_GOAL OF THE EXERCISE_. Below are records to retype exactly, except for the pictures.

Photo-based referring expression data:
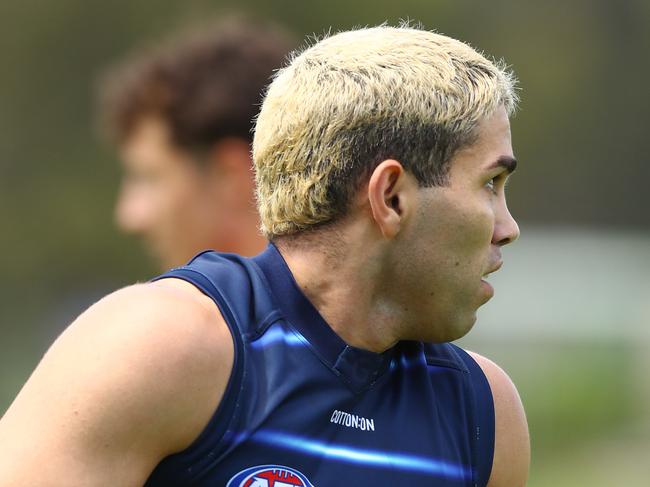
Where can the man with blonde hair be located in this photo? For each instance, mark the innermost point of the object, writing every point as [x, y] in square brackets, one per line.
[381, 158]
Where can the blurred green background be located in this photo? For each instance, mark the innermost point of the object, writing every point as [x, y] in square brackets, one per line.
[571, 316]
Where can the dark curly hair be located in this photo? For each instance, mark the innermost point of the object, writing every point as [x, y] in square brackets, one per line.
[206, 85]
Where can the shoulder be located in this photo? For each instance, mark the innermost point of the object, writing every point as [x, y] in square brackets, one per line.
[135, 378]
[512, 442]
[165, 343]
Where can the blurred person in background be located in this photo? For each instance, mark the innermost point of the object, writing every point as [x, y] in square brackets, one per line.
[181, 116]
[381, 161]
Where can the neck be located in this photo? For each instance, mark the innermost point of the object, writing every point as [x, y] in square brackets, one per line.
[345, 283]
[242, 236]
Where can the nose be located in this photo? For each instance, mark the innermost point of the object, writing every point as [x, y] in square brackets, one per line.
[506, 229]
[132, 210]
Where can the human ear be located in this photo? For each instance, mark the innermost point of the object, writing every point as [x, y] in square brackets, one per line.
[386, 197]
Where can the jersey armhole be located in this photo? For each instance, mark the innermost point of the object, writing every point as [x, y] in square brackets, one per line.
[484, 413]
[196, 457]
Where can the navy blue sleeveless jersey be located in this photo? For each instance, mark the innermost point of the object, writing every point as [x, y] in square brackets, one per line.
[302, 408]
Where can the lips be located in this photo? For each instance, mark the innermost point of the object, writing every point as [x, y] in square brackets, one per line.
[494, 268]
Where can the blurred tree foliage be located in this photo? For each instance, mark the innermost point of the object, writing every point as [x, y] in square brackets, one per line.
[583, 67]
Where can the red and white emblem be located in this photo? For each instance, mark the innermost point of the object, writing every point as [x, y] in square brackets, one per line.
[269, 476]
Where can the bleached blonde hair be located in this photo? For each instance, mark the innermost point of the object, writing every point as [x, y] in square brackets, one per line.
[360, 97]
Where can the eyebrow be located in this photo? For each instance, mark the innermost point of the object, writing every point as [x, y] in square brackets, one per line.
[507, 162]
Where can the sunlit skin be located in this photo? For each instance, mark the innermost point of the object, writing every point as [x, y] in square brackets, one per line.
[180, 205]
[417, 258]
[139, 375]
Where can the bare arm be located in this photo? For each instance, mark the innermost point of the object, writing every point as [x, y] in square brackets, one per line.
[133, 379]
[512, 443]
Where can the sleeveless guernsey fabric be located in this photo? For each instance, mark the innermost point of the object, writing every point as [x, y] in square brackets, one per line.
[302, 408]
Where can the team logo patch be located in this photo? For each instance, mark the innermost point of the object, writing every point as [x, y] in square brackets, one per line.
[269, 476]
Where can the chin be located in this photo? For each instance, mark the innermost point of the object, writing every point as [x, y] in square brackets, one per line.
[452, 330]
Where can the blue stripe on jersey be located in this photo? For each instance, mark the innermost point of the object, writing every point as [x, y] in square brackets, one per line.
[429, 404]
[365, 457]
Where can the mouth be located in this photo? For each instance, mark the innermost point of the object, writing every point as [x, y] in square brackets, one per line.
[494, 269]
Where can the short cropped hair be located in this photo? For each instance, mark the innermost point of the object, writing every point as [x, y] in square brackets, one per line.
[357, 98]
[206, 84]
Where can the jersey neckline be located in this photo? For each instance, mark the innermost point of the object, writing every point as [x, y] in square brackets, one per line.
[359, 368]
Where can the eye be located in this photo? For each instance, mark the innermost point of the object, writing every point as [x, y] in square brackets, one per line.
[492, 184]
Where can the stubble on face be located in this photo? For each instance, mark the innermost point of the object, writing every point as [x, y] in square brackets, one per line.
[451, 245]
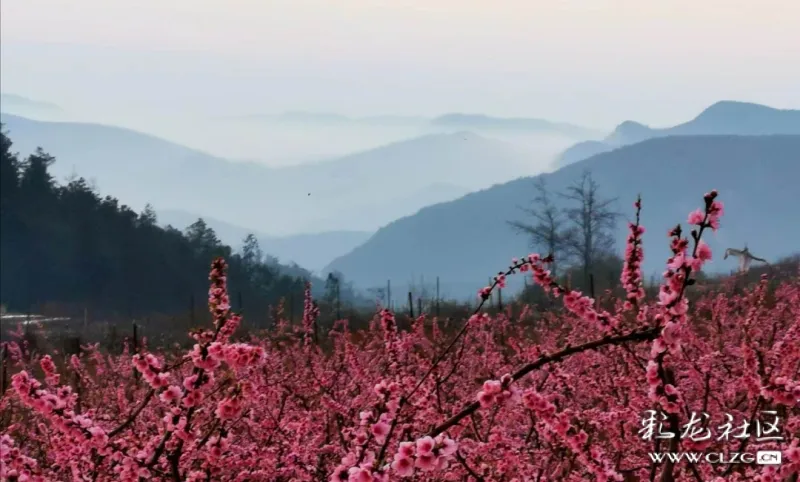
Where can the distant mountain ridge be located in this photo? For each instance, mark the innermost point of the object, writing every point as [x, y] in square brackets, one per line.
[452, 120]
[358, 192]
[467, 240]
[721, 118]
[474, 121]
[312, 251]
[11, 101]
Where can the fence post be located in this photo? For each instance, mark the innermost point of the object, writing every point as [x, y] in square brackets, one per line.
[3, 373]
[191, 311]
[437, 296]
[76, 376]
[500, 298]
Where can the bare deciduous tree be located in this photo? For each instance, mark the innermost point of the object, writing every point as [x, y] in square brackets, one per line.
[592, 219]
[547, 232]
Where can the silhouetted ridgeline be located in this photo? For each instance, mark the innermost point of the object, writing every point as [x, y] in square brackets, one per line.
[63, 244]
[467, 240]
[722, 118]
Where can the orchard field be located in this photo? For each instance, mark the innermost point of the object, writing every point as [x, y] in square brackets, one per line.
[588, 391]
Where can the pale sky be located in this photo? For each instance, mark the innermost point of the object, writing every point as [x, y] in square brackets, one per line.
[591, 62]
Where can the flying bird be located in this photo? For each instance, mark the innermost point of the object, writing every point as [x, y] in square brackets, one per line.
[745, 258]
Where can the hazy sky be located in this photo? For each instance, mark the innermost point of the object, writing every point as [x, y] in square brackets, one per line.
[595, 62]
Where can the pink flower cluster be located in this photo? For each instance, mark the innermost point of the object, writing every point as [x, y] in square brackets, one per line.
[423, 400]
[498, 392]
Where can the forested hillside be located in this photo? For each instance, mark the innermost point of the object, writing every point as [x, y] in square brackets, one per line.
[65, 245]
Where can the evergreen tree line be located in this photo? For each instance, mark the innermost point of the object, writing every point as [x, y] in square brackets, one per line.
[67, 245]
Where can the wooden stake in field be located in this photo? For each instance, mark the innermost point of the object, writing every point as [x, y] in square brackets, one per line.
[3, 373]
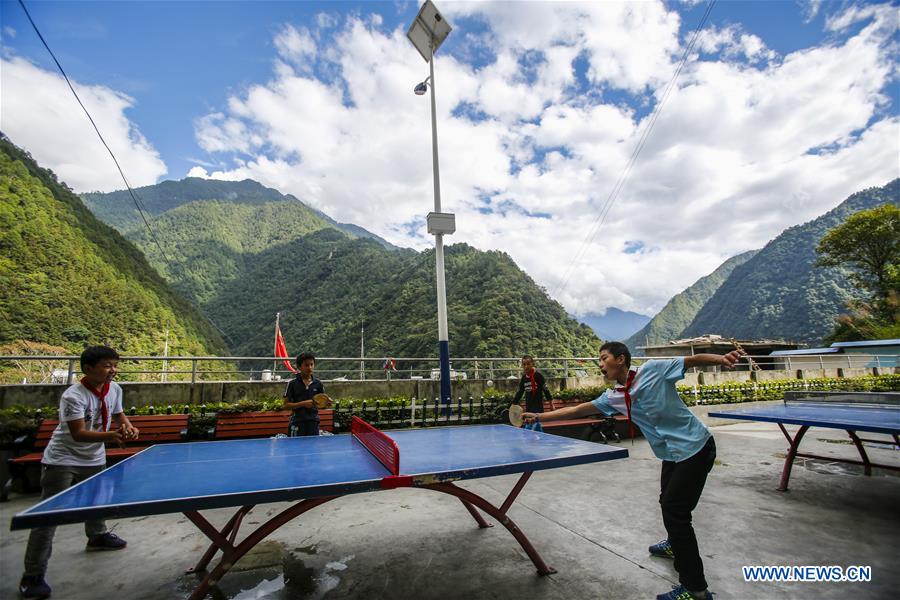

_SOLUTION TO THIS PROBLEM_.
Where can the man with blonde hair be located in this photo? For each instance, mark the innermost point of the object, writing every point as [x, y] in square brackets, one per line.
[381, 158]
Where can the blurred green background be located in this photo? For each instance, mark the innermost point of the object, writing every point as [x, y] in square brackets, one per line.
[571, 316]
Where can the dark curly hair be located in this photo? For each instance, mark the innermost point of the object, writing every point as [x, y] in square brackets, one per line.
[206, 85]
Where can the shoulder be located in this photo? For each instance, mark the innermost point of the object, writing every point as [x, y] in square brackets, one per line.
[135, 378]
[512, 442]
[165, 343]
Where can the blurred person in background be located in this photo? For each instance, mark the innermost point of the object, writing every point as [x, y] in square brackets, one per line.
[181, 116]
[381, 161]
Where can the neck be located in this photo? For each instance, mark the innermost point of the object, writing every point as [x, y] in square brackets, one per line.
[345, 283]
[242, 236]
Where can the nose be located in this photo? For each instance, mark the innermost point of the object, writing every point as [x, y] in square brackets, one per line.
[506, 229]
[132, 210]
Where can the human ear be located in this photo? For each instance, mark the innermost point of the object, writing every point as [x, y] in square brackets, one per line.
[386, 197]
Where can the jersey armhole be located in this photo? For each instance, mark the innermost point of the object, writing every point as [x, y] in square brackets, one per line.
[484, 413]
[196, 457]
Where can the navy blue sleeveless jersey be located in this photo? For each instance, mark the innermost point of the object, writing every point as [x, y] in square brackets, one per line.
[302, 408]
Where can the lips be located in this photo? For each instance, mark the innermost point of the object, writing every point as [x, y] in square brackets, one per line.
[494, 268]
Where can the blurred tree foliage be located in this photo? For each instance, mark the innermost point of the object, writing every point as [x, y] in square brackets, one per line.
[583, 67]
Where can the red and white emblem be located in this photo? For each instance, mark the innermost point of the object, writing every point as [x, y] in square brackets, one per line.
[269, 476]
Where can the bleached blonde hair be located in this photo? For each instance, mark the innermost point of the object, writing every point as [x, y] in square brackets, one per line.
[360, 97]
Where can the eyebrow be located in this photo? For each instance, mark the innermost point of the object, writing every point as [x, y] in square brackets, one per line.
[507, 162]
Where can the sunlit skin be located in this photo? For each instance, mark the innermost point of the object, writing every point as [x, y] in square brackets, one per line.
[180, 205]
[417, 258]
[139, 375]
Where can the bare arm be located in this photo? For each instance, mark the innermost point of the object, writing every point as [x, y] in square brackets, one per line.
[133, 379]
[512, 443]
Where can the sleeveless guernsey fabric be located in this photo? For each instance, mark the innermost point of the object, writing every point as [x, y] in square brackets, one per line.
[302, 408]
Where can the team logo patch be located in this photo? For each instance, mark the innermost point of the object, writing every point as [x, y] in square brackets, one per line.
[269, 476]
Where can the chin be located in this photo? For each instance, mark the innermost point of the object, writing every point as [x, y] in square brackets, one per line.
[452, 330]
Where can the blue stripe on jersey be located in this photo? For each instance, mark the innermost point of the object, writing every point as [x, y] in square brackets, one per line.
[429, 404]
[365, 457]
Where can the mouth be located in this photo? For each instance, mark the innermost point of the object, writing every point as [x, y] in square brackets, one per line.
[494, 269]
Where can the short cropped hair be located in this photo? For each instance, mark the innermost point of the object, writing every point as [x, y] in square brackets, one per line.
[357, 98]
[206, 84]
Where can the jersey neckline be located in this photo? For each instance, mark the innermost point of the object, writing every point as [x, y] in square brackets, one per line.
[359, 368]
Where can the eye be located in this photo? For each instance, mark the innermost point of the object, writing every point as [x, y] in square brackets, one per line.
[492, 184]
Where can the stubble on face be located in this photo? For each instance, mark the innermost point of the object, writing every point as [x, y] in square brackets, one per line.
[451, 245]
Where can the distant mountain ridge be located in this photo? For each instance, mark the innermost point of the object, writing every point as [x, y] in square brackets, one per line.
[452, 120]
[358, 192]
[467, 240]
[721, 118]
[474, 121]
[312, 251]
[11, 101]
Where can the fence post be located in this photo? For each instance, mark the innermost point of the object, writing every point as [x, y] in square brackets, one per line.
[3, 373]
[191, 311]
[437, 296]
[76, 376]
[500, 298]
Where can the bare deciduous tree be located in this photo? For each instance, mark the innermost point of the object, writing every point as [x, y] in square brackets, one per line.
[592, 219]
[547, 232]
Where can the silhouetted ridgeline be located in this photo? For each instance, mark the innermost point of the object, writing every point as [x, y] in square brackets, one per line.
[63, 244]
[467, 240]
[722, 118]
Where can the orchard field be located in this photo? For each instance, mark the innermost point of the object, writing every point as [x, y] in square brackets, one per line.
[588, 391]
Where can the pale sky be located in this photo? For each instance, mark the innermost point of the object, writing every point as [x, y] in square brackets, one per line.
[591, 62]
Where can the flying bird be located in this photo? For each instance, mark the innermost point of the object, writing every point as [x, y] in square brackets, one per line.
[745, 258]
Where can the hazy sky be located in this photo? For each instance, mark the innermost point of the object, writing every point as [x, y] in square brackets, one per line.
[595, 62]
Where can the pink flower cluster be located in this photo? For each instance, mark the innermost point of the object, writing every point as [x, y] in square brackets, one per line.
[423, 400]
[498, 392]
Where can the forested hillside be located in this photo? For each instance, mark the innermost point of the object, writing every point as [x, y] in square brackets, one per line.
[65, 245]
Where can the evergreen tree line be located in this photo? For each instance, mark the innermost point of the object, writing every point as [x, y] in square brackets, one per line.
[67, 245]
Where can the wooden stake in field be located in this photo? For each instance, mark the innermost point of the object, writing every point as [x, y] in square brackets, one per line.
[3, 373]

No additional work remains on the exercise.